**Document segment**
I don’t think so. Every one has heard of Helen of Troy, everyone has heard of Joan of Arc. Which do we know more about? Which do we want to be like?

I love famous women, if they are good, and I love empowered women. I just never understood empowered to mean “Do whatever darn thing you want to get attention; talk trash about men; and abandon motherhood.” Come on ladies, is that really what it means? I bet you don’t agree with that idea either.

I think few women really think that’s how to be a real woman. Just as I hope few men think that shooting each other and getting girls knocked up is how to be a real man.

Now just for context, you guys should know I am not the kind of woman who sits back and shuts up by nature. I have been strongly hinted at that I should do this. And I can’t say, after what I’ve been reading about it, that I don’t wonder if I might have been treated differently had I been a man.

It’s hard to picture the same people telling a guy who was as enthusiastic as me to tone it down a notch. When does that ever happen?

I mean, it does happen to my dad, who’s like me in that way. So I guess it does happen to men.

I will say this, I think part of the problem is women who make themselves heard can have a very snooty attitude about it. Like we should listen to them just because they are a woman and outspoken. Funnily enough, don’t you immediately feel more interested in a woman if you hear that she’s outspoken and opinionated.

And also oddly enough, I rarely hear a man described that way. Men stating their opinions forcefully seems to be a given.

A woman who really is outspoken will be whether it’s considered normal or not. Take Katherine from “The Taming of the Shrew” as a fictional example. Women like that won’t shut up no matter how much men shake their heads. And that’s not always a positive.

I know women who will give their opinions when applied to, but they prefer to talk about more personal stuff. A woman has political opinions, sure, she probably has strong ones. She doesn’t let her husband speak for her because she’s afraid, she lets him because it’s not what she likes to talk about.

Women don’t like arguing with their friends. (Though they may like arguing with their husband or their mother.) So they don’t talk about hot topics amongst themselves. It gets too heated. It’s that simple.

I know I don’t bring up hot topics when I want to have fun with people because it’s too explosive. And I know men who don’t care if it is, but I don’t know any women like that.

This isn’t a lack of confidence, it’s just women preferring to bond without conflict. Men bond through conflict.

Not that a woman never can enjoy conflict. I enjoy it. Typically more with men then with women. I consider that to be a thing men bring out in women, for a good reason, strength calls out to strength.

In fact, women want to be part of a man’s world because the man is in it. I don’t care if I just ticked someone off. It’s still true.

**Data listing**
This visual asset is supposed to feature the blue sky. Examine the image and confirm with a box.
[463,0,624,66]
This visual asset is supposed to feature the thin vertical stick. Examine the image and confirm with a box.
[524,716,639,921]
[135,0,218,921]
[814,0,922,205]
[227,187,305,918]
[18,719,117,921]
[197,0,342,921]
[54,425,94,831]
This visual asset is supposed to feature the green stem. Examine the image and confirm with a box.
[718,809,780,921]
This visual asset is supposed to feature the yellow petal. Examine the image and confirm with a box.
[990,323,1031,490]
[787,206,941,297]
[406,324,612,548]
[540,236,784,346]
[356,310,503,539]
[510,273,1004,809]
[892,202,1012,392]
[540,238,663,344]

**Directions for this task**
Please set down word for word the part of the essay on outspoken women that begins at the words "This isn’t a" and stops after "It’s still true.".

**Solution to the exercise**
This isn’t a lack of confidence, it’s just women preferring to bond without conflict. Men bond through conflict.

Not that a woman never can enjoy conflict. I enjoy it. Typically more with men then with women. I consider that to be a thing men bring out in women, for a good reason, strength calls out to strength.

In fact, women want to be part of a man’s world because the man is in it. I don’t care if I just ticked someone off. It’s still true.